Stated goal. Using the entries below, transcribe exactly the line containing "Q: innermost point of each instance of the tree, in" and each line that follows it to the end.

Provided records.

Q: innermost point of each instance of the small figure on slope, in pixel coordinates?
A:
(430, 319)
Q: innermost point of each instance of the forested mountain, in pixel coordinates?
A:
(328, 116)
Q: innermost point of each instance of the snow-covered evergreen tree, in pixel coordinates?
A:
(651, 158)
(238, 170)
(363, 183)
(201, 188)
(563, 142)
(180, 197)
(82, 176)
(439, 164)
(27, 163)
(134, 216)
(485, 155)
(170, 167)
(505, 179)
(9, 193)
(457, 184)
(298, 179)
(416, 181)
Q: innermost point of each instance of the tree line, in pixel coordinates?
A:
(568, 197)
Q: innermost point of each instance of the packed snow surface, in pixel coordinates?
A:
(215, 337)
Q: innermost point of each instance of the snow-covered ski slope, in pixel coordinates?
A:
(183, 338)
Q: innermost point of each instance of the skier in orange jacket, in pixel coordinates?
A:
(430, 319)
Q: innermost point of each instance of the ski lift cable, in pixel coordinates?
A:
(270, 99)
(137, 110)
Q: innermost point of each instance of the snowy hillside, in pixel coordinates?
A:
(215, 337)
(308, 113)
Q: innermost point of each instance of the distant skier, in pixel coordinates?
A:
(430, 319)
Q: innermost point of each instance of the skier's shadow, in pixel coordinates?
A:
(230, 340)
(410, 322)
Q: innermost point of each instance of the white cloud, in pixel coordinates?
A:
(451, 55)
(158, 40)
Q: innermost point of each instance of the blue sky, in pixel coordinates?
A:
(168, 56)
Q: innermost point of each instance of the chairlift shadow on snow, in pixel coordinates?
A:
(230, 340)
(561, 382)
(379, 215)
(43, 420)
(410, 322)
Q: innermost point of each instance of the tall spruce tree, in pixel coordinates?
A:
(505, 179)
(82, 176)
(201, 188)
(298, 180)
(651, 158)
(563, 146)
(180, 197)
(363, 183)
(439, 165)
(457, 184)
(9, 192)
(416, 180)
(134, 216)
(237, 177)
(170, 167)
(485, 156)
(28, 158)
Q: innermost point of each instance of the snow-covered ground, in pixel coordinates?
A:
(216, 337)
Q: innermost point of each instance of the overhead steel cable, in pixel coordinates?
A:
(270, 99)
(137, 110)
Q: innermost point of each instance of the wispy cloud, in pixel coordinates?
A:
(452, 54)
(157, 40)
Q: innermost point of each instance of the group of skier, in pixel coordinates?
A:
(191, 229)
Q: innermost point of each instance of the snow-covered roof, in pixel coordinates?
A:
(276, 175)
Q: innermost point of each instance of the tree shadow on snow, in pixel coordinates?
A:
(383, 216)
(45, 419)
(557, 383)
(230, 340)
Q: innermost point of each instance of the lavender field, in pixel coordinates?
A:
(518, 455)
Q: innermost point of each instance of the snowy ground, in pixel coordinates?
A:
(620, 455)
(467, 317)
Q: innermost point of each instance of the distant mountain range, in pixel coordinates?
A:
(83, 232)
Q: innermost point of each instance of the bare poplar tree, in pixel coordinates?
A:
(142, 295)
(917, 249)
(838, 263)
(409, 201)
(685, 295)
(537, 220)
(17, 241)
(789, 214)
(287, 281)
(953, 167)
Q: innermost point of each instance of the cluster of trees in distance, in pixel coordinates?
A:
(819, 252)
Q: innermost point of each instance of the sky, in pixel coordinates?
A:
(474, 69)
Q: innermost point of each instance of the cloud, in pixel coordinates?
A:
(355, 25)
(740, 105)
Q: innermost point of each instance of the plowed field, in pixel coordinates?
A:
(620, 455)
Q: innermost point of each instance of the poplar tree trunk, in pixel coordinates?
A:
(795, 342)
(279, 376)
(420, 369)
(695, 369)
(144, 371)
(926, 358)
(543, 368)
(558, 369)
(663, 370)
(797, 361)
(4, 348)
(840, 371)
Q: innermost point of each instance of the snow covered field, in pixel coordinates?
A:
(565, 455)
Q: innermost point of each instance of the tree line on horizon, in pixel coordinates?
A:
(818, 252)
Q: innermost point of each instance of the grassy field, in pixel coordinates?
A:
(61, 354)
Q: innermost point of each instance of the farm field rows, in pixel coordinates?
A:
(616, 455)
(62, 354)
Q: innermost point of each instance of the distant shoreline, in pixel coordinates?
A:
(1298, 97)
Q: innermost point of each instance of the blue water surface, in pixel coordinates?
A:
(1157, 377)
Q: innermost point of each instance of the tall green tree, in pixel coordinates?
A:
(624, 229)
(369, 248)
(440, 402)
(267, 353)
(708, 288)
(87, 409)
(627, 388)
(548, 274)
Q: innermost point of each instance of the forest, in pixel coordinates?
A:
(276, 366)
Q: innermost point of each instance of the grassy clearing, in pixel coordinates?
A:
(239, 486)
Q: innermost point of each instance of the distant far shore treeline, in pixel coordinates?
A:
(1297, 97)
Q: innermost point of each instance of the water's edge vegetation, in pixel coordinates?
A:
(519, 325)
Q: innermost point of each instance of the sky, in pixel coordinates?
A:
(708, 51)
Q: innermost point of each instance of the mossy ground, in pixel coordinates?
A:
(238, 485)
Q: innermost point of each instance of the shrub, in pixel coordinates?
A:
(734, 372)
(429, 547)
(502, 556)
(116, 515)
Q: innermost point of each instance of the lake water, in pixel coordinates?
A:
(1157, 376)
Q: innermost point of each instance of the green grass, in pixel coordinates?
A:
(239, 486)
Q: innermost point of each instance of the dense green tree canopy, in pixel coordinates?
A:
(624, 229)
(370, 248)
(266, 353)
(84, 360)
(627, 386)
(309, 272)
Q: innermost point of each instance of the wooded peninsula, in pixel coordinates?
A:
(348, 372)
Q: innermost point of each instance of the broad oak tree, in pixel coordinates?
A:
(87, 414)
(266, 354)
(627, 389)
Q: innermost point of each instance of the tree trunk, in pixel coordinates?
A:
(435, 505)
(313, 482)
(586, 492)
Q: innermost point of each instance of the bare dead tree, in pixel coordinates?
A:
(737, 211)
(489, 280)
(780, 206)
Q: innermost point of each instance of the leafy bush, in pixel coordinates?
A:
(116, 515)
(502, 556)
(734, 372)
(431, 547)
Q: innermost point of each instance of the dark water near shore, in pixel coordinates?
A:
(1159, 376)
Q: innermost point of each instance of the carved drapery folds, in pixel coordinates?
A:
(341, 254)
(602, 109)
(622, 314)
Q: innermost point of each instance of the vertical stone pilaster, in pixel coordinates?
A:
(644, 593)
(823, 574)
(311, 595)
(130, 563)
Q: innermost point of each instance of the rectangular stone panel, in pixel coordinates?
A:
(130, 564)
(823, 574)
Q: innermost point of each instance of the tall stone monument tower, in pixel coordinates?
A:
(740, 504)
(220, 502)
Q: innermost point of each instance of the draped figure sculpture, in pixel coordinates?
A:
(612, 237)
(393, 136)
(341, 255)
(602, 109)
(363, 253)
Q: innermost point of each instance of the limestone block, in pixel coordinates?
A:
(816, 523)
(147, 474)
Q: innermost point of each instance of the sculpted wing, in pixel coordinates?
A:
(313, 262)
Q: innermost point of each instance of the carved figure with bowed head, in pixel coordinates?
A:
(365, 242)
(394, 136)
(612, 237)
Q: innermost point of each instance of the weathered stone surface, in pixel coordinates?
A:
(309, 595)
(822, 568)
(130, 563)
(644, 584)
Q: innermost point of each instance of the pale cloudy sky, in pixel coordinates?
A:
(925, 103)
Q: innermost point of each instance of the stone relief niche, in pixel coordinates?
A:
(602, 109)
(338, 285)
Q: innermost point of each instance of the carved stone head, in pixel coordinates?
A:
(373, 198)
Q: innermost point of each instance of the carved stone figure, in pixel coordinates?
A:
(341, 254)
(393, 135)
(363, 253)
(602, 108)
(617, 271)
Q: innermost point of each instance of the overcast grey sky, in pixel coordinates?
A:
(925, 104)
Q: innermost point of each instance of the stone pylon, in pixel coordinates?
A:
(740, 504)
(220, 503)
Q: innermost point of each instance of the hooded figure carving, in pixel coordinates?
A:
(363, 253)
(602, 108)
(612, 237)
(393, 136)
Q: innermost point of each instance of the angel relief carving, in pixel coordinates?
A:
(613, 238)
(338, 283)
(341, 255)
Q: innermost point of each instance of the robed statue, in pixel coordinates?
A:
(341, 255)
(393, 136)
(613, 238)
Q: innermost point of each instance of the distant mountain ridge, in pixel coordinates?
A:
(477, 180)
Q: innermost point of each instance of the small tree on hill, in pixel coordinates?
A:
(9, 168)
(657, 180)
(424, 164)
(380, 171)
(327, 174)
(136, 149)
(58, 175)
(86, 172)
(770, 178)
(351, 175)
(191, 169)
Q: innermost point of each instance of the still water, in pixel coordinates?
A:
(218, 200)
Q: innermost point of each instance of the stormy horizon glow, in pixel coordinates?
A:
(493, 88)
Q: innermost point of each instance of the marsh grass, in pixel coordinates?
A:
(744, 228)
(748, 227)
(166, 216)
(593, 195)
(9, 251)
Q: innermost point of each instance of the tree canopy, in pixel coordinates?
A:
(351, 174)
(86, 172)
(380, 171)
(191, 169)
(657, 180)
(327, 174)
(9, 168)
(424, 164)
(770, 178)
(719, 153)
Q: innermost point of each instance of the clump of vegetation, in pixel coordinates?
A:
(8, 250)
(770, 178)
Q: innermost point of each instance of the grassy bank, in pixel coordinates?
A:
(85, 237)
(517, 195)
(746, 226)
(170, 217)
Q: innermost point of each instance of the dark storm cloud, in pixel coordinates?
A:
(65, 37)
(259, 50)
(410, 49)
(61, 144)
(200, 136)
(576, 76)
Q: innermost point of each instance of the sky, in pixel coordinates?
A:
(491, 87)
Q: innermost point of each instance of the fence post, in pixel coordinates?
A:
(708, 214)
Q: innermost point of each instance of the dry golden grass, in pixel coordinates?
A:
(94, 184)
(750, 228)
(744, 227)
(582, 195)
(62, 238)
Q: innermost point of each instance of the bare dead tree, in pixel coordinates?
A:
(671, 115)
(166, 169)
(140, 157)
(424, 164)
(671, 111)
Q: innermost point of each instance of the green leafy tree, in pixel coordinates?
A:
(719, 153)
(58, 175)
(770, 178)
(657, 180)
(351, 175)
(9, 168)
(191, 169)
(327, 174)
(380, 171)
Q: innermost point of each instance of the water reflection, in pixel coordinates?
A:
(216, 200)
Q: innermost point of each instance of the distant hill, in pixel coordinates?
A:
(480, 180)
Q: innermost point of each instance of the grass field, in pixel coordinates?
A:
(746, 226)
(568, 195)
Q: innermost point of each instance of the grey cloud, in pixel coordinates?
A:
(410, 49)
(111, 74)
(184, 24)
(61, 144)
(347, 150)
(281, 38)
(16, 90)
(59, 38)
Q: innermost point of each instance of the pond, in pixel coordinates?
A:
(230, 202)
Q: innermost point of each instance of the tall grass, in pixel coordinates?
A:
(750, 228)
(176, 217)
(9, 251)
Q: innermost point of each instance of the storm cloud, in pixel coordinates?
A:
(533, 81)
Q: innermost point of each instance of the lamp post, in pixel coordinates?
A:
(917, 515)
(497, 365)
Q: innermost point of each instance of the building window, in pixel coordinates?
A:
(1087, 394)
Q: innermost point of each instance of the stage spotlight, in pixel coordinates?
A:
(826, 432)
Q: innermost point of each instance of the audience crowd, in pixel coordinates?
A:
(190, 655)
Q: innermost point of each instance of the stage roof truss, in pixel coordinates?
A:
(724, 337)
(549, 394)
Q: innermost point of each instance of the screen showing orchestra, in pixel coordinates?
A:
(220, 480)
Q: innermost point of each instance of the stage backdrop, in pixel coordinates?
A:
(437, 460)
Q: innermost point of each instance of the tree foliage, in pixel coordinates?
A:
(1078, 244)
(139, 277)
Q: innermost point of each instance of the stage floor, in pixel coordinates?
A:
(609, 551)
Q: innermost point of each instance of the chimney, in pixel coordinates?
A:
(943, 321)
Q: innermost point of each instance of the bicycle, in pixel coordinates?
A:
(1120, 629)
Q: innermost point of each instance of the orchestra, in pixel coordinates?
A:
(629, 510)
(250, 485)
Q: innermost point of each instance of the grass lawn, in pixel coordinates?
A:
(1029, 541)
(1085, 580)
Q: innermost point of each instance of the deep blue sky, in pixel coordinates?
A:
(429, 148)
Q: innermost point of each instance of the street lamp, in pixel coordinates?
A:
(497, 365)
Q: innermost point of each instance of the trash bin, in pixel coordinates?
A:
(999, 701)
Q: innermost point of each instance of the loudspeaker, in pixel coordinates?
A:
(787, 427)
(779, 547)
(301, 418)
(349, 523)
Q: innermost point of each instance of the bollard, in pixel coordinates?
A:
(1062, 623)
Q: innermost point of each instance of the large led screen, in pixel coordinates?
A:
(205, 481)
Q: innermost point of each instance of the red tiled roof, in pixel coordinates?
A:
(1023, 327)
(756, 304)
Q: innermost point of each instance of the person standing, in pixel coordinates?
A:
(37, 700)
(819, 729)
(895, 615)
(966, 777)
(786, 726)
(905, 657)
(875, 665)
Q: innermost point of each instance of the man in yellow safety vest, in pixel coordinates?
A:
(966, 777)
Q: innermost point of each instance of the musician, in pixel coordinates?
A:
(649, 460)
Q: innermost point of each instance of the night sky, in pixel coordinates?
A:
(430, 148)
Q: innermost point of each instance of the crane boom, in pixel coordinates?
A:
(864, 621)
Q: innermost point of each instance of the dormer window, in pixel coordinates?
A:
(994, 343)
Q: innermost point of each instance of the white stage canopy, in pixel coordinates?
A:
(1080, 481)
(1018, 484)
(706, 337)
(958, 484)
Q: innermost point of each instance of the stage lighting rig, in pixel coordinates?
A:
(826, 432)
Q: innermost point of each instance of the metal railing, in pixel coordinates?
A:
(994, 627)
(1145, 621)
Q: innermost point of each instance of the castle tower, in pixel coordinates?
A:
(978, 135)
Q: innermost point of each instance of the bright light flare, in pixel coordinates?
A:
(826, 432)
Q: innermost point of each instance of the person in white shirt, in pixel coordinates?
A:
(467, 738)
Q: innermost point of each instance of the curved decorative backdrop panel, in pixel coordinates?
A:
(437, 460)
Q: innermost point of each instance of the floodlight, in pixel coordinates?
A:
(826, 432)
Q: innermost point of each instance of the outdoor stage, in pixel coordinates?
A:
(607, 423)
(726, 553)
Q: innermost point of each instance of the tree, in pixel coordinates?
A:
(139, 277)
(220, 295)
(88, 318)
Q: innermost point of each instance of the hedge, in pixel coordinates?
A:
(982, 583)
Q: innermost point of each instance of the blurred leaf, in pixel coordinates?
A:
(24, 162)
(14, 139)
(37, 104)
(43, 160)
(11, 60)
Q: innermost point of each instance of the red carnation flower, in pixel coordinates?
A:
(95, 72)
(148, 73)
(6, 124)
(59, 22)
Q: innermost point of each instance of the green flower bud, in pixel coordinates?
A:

Complete response.
Q: innermost point of each instance of the tree, in pixel coordinates?
A:
(139, 277)
(220, 295)
(88, 318)
Q: innermost point of each instance of the hedge, in pixel coordinates?
A:
(982, 583)
Q: innermost point of each instance of the blurred leaf, in pixel coordinates?
A:
(24, 162)
(14, 139)
(37, 104)
(43, 160)
(11, 60)
Q: innermost point of each instance of the red carnation flower, in pixel coordinates?
A:
(95, 72)
(148, 73)
(6, 124)
(59, 22)
Q: innermost point of each instance of the green flower bud, in pixel coordinates?
A:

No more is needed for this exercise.